Work task:
Your answer must match the records word for word and contain no pictures.

Referring expression pointing data
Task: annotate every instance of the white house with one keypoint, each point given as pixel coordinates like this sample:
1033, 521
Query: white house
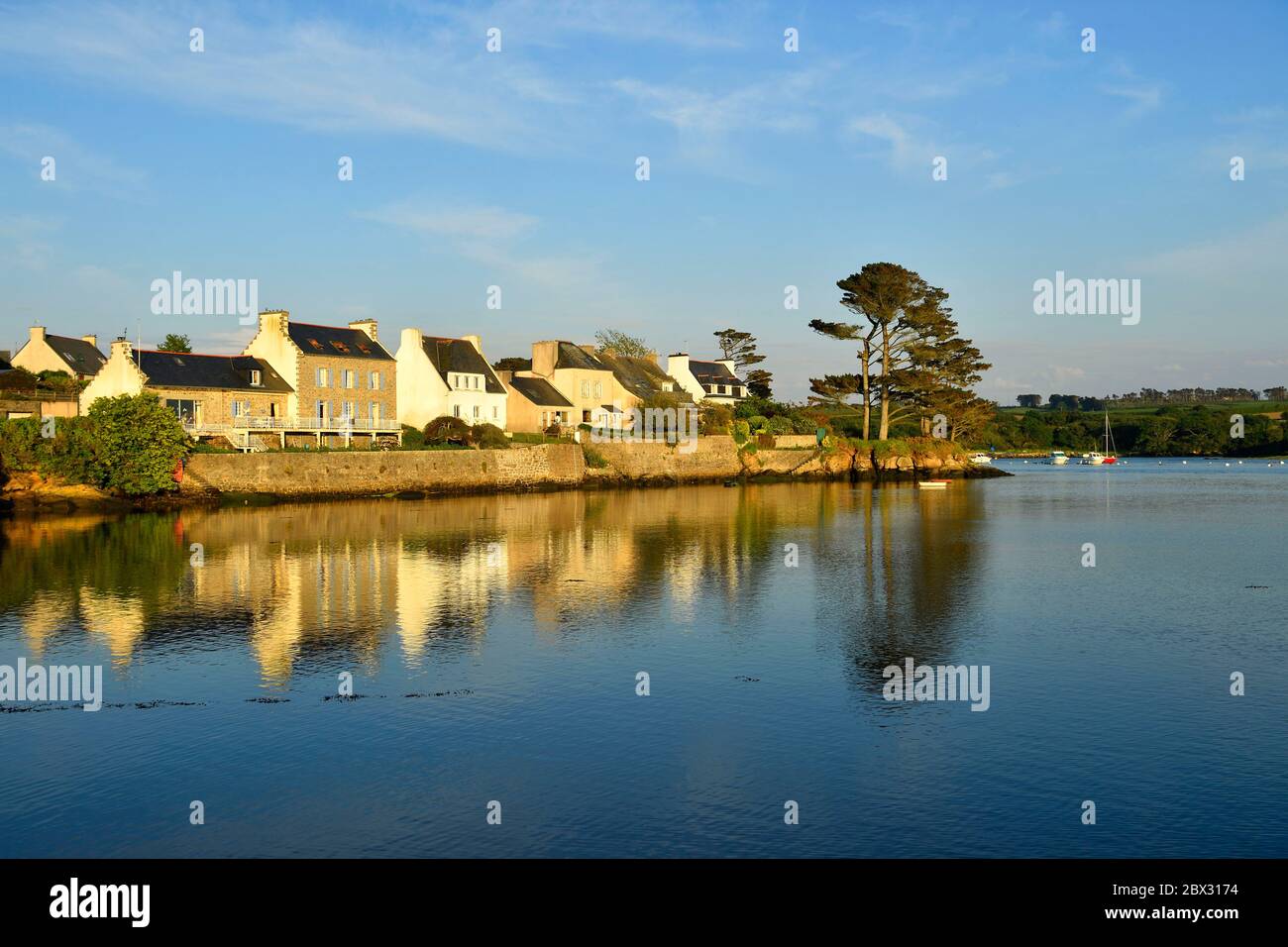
713, 381
43, 352
441, 376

Response box:
Task: annotate every instance of the white house with one keypoint, each point given as pixel coordinates like this sample:
1033, 521
Query: white house
713, 381
43, 352
441, 376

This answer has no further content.